▼▼▼

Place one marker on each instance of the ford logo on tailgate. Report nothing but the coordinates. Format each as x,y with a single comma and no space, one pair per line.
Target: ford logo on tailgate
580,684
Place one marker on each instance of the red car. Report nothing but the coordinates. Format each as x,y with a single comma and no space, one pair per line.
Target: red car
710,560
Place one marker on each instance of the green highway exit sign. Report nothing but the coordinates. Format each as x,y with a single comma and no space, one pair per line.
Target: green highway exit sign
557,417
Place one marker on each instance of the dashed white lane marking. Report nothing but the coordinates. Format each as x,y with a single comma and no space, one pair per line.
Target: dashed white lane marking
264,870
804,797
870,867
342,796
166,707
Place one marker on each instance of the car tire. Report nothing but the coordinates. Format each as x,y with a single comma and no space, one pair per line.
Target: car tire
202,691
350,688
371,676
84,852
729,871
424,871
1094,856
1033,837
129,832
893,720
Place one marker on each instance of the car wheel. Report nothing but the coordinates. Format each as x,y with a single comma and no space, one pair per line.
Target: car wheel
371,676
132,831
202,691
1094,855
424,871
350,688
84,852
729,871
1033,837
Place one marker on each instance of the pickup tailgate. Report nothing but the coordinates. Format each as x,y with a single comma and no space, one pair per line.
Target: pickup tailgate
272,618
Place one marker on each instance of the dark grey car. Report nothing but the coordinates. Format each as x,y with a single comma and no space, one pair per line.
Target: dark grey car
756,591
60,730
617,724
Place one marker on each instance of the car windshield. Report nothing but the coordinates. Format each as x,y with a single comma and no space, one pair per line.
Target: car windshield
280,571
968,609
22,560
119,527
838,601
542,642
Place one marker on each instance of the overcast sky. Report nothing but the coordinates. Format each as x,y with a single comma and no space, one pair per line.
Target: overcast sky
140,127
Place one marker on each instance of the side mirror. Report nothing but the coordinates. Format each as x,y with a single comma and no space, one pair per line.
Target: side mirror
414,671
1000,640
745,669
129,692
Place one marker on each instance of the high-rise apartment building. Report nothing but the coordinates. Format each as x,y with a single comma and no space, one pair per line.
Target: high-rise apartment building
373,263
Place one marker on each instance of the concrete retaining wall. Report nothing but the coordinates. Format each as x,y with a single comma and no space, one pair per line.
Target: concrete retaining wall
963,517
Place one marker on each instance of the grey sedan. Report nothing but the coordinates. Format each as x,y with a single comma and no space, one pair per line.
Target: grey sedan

▲▲▲

* What you should do: Reproduce all the records above, substituting "vehicle tire" for "car tire" wherever it appears and leaving every other character untouched.

* Solved problem:
Place one marker on each instance of the ford logo on tailgate. Report nothing but the coordinates. Format each as x,y with a single comma and no space, one pair per line.
Target: ford logo on tailgate
580,684
Place one marker on each instance of the red car. Report nothing but the coordinates. Format each as x,y with a single comma and no space, one pair per line.
Target: red car
710,560
Place one marker on each instance of the green highway exit sign. Report nothing but the coordinates. Format each as x,y with a single comma and no space, one pair per line.
Target: green highway exit sign
557,417
Place one marker on each instance of the dashed white lane marking. Report nothing but the coordinates. Format each as x,y with a single comma and no space, one pair per line.
Target: dashed white lane marking
264,870
804,797
870,867
342,796
166,707
Place one marker on each instance of the vehicle tire. Report nothing but the coordinates. Format each as x,y with a single comma and no space, one pair per line.
Target: vehicle tire
202,691
350,688
371,676
84,852
729,871
424,871
1094,856
1033,837
129,832
893,720
Place one marker on each instance of the car wheel. Report nothing but the coordinates. Format each as x,y with a single comma and no space, one pair per line.
Target: car wheel
371,676
132,831
202,691
1094,855
424,871
350,688
84,852
729,871
1033,837
Place one marker on each instance of the pickup tailgate. Report nothing but the coordinates. Format each as x,y with a single comma and no space, one pair per line.
Target: pickup tailgate
272,618
Place one marker on each instance of the dark grey car. Report nothing but the coordinates. Format each as x,y with a single comma and no space, one pair per line.
Target: dark grey car
756,591
60,730
617,724
Place one marker on each instance of the car windshield. Report nothing but the coordinates. Format each as x,y with a single comma and no space, one pair per line.
Target: car windshield
280,571
968,609
22,560
119,527
838,601
542,642
Place one marker on each instance of the overcast sky. Report nothing but the coordinates. Format each as x,y with a single comma and no space, one pair per line.
Target: overcast sky
140,127
Place one marker on each instance of the side mirror. Report nothing but the coordinates. Format each as x,y with a single comma and no space, one pair per line.
Target: side mirror
414,671
1000,640
745,669
129,692
Place one marker on each instance of the high-rise apartment building. Report nothing but the coordinates. Format each as x,y with a single comma and no space, one pair per line.
Target: high-rise apartment building
373,263
Place one marker on each instance of the concrete retaining wall. Report nothing but the coordinates. Format each as x,y with a single comma and no space, one pair per line.
Target: concrete retaining wall
963,517
Place one marker on each instance of the grey sedan. Report nothing but the coordinates. Format each as x,y with a single comma and no space, one pair per line.
Target: grey sedan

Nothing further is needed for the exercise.